(Location identification entries)
***
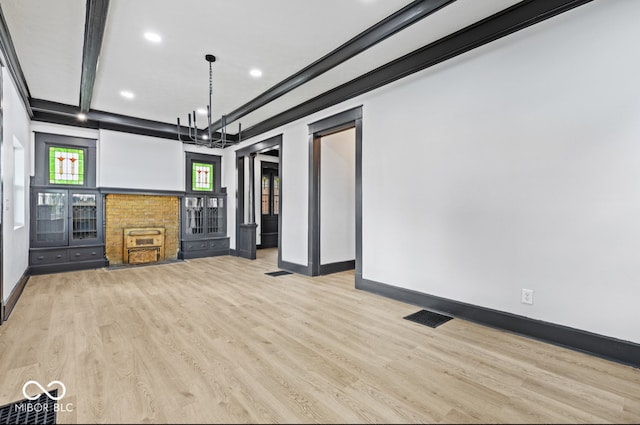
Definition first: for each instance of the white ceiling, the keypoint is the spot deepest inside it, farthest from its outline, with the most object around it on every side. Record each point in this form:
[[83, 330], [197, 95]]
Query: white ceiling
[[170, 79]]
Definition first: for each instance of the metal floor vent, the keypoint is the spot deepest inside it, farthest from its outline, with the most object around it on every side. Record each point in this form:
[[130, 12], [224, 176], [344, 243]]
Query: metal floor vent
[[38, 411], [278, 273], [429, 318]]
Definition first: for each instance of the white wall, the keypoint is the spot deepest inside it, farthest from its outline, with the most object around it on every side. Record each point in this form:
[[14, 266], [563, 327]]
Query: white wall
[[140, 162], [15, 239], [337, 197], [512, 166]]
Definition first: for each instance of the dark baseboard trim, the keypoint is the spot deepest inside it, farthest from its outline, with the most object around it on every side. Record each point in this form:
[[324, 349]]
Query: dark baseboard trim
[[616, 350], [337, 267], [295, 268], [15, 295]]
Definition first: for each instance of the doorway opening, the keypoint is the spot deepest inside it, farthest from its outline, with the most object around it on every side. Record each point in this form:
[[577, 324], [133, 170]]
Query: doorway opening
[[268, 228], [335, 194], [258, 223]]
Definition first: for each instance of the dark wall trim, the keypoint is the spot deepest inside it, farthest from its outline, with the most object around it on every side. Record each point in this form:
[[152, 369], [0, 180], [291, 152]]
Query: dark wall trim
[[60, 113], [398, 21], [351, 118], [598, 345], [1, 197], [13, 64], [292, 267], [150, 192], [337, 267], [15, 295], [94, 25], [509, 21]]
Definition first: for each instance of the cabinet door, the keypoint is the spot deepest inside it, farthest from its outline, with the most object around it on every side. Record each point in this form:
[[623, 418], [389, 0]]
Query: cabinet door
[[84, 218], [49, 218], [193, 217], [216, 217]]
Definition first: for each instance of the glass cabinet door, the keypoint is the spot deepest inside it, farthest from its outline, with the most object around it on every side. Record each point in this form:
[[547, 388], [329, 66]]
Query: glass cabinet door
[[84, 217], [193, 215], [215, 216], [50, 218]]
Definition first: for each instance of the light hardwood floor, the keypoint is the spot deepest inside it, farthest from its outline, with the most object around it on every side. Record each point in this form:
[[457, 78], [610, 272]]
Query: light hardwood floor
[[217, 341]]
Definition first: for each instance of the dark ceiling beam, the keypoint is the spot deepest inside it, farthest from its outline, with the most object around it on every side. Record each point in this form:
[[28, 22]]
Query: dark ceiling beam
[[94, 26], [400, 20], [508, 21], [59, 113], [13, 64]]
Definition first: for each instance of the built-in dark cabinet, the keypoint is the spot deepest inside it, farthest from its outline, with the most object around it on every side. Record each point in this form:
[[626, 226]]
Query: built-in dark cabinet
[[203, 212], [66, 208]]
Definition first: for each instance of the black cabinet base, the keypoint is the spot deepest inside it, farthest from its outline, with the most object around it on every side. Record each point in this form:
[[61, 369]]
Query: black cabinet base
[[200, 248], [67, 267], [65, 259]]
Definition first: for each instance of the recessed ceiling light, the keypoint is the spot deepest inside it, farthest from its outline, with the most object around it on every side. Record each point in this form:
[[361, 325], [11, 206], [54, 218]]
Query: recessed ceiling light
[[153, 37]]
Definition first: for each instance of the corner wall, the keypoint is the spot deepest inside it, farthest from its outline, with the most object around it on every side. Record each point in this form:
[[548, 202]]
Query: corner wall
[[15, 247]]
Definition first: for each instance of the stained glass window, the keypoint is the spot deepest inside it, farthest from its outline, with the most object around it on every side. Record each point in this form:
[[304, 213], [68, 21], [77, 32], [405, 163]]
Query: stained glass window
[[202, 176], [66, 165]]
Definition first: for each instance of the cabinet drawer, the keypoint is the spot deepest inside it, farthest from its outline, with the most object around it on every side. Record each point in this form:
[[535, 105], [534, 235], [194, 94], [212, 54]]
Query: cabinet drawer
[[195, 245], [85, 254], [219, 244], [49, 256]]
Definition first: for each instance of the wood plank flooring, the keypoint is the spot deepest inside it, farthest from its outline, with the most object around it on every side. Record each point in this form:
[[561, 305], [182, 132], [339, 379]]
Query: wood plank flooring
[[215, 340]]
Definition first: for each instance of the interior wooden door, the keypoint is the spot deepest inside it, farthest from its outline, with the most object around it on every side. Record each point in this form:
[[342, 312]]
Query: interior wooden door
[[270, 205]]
***
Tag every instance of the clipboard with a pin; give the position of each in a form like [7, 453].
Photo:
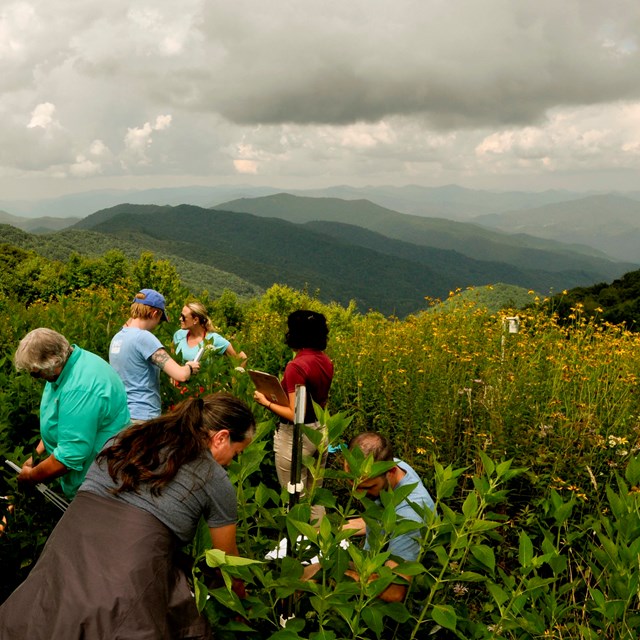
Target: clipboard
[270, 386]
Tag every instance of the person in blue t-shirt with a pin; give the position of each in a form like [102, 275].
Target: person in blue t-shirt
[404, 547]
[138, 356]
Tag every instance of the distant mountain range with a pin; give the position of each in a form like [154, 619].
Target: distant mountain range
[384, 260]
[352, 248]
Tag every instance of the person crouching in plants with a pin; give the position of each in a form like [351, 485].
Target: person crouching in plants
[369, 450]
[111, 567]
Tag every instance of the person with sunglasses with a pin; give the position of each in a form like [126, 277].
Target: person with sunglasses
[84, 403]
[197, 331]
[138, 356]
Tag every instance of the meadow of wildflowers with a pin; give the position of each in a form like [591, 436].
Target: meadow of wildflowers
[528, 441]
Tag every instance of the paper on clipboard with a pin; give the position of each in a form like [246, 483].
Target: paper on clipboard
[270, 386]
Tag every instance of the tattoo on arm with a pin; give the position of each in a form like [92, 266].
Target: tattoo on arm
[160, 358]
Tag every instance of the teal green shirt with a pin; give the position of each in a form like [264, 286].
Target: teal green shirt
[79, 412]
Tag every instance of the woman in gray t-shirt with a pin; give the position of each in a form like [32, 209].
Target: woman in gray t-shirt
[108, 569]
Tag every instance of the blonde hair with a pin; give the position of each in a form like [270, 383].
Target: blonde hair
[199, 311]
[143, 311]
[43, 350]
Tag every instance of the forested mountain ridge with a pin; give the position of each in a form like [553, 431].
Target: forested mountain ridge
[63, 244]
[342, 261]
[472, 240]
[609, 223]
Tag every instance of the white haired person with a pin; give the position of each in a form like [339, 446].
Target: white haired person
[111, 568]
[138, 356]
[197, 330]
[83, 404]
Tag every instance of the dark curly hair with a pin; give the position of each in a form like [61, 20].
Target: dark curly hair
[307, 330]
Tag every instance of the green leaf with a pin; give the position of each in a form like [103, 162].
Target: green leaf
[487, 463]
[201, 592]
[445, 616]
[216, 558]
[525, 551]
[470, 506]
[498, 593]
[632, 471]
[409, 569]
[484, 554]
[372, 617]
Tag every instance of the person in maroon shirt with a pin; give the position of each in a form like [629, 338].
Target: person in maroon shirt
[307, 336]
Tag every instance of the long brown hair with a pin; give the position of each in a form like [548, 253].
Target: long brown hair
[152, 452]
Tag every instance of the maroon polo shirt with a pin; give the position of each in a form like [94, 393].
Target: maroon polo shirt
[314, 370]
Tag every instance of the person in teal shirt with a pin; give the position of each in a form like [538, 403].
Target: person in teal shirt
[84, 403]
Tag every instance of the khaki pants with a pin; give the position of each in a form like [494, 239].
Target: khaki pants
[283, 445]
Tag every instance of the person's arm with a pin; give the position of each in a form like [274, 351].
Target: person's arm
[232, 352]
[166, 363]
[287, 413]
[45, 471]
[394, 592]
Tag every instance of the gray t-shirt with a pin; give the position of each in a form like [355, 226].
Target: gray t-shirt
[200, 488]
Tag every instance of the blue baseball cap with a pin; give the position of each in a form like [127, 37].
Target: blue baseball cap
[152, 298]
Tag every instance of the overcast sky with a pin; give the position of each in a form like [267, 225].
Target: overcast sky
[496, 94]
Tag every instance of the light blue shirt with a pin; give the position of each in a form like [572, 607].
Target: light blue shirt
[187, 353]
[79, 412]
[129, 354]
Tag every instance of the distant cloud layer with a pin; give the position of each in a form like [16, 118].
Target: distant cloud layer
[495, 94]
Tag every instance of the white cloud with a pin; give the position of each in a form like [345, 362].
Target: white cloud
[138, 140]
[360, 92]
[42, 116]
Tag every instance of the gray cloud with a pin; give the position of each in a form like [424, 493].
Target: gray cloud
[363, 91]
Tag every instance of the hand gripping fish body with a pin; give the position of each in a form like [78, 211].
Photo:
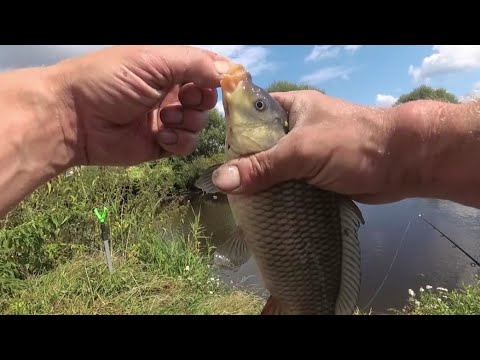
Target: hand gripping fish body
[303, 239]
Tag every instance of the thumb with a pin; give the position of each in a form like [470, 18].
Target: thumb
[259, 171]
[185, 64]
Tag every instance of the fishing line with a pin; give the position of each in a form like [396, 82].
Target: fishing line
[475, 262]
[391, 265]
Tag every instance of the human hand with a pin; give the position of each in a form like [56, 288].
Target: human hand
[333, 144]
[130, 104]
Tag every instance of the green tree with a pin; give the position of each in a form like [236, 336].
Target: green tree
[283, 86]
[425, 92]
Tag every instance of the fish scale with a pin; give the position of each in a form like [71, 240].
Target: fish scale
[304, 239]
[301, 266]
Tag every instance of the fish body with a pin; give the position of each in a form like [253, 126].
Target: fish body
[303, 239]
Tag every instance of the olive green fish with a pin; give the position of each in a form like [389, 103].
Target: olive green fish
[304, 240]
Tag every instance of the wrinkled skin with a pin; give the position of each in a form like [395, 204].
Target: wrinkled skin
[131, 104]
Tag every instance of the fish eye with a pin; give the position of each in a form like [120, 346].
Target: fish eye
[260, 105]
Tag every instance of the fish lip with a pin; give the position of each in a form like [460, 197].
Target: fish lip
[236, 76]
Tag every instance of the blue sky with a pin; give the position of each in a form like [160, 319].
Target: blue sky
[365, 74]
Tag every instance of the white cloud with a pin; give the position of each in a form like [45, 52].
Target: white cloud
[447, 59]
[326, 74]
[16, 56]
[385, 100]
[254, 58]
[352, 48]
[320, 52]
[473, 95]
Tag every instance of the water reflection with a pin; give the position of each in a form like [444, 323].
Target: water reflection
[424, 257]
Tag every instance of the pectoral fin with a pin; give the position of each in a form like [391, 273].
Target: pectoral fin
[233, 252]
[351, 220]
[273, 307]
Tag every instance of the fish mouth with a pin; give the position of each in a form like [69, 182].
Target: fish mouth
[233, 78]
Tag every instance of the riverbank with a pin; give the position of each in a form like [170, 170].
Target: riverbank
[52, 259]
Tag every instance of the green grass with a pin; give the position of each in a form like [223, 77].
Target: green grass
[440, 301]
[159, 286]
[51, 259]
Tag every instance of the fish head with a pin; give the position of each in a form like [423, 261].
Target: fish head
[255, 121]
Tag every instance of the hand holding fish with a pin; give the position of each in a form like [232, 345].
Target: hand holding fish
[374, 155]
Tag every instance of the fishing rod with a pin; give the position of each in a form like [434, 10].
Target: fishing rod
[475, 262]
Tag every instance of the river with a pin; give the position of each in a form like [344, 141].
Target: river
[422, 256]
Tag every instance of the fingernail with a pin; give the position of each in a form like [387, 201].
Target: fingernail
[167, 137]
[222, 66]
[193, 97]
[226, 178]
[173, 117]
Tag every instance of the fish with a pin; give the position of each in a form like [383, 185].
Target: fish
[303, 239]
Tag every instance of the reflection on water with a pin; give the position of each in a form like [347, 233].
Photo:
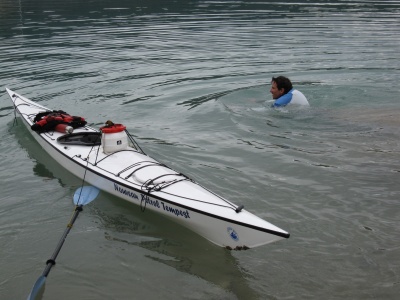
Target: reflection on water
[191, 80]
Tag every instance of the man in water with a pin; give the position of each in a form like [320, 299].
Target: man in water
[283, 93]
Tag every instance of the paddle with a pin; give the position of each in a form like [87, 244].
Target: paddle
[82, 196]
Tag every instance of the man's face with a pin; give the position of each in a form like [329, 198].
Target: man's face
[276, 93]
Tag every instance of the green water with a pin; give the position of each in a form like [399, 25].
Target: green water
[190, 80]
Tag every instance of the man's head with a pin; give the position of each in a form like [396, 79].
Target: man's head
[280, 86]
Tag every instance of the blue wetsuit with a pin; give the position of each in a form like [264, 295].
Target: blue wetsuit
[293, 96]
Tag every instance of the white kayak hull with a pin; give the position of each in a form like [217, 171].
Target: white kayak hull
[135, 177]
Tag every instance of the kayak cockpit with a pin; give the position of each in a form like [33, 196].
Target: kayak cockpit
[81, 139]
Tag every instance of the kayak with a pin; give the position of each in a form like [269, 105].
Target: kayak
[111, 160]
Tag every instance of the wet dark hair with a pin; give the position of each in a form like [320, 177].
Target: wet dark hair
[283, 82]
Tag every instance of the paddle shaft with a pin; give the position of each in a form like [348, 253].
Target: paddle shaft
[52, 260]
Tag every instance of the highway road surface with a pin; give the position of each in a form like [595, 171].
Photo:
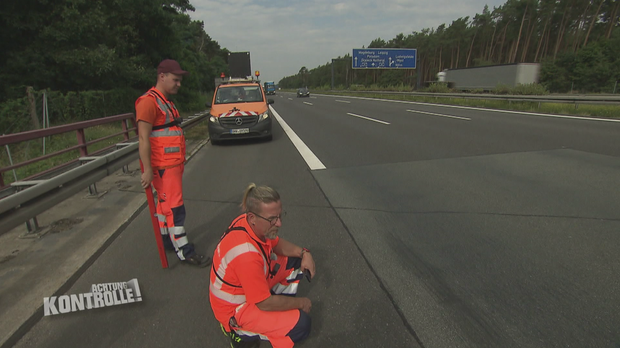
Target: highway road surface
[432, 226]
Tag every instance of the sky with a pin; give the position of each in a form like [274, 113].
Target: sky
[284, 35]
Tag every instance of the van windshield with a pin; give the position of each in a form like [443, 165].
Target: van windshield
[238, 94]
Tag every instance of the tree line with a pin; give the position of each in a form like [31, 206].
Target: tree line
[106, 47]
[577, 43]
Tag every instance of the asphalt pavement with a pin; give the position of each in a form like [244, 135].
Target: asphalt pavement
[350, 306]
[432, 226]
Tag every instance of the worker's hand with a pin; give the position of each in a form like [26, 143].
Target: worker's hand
***
▶ _OBJECTIVE_: Reproduce in full the rows between the lines holding "Definition first: for each instance of the glass" and "[[217, 341]]", inclusive, offsetting every coordinate in their answers by -74 and leaving all other text unchanged.

▶ _TASK OUTPUT_:
Definition first: for each instance of the glass cabinet door, the keypoint is the spot deepest inside it, farthest from its outline, with the most object around it on every side. Record each point in this form:
[[547, 388], [329, 66]]
Query: glass cabinet door
[[10, 143], [119, 141], [141, 142], [-24, 144]]
Definition first: for each instance of the light hardwood floor, the keypoint is the spot deepest inside it, farthest from its outline, with the most object around it on every side. Record each point in this form:
[[457, 78], [610, 272]]
Query: light hardwood floor
[[143, 267]]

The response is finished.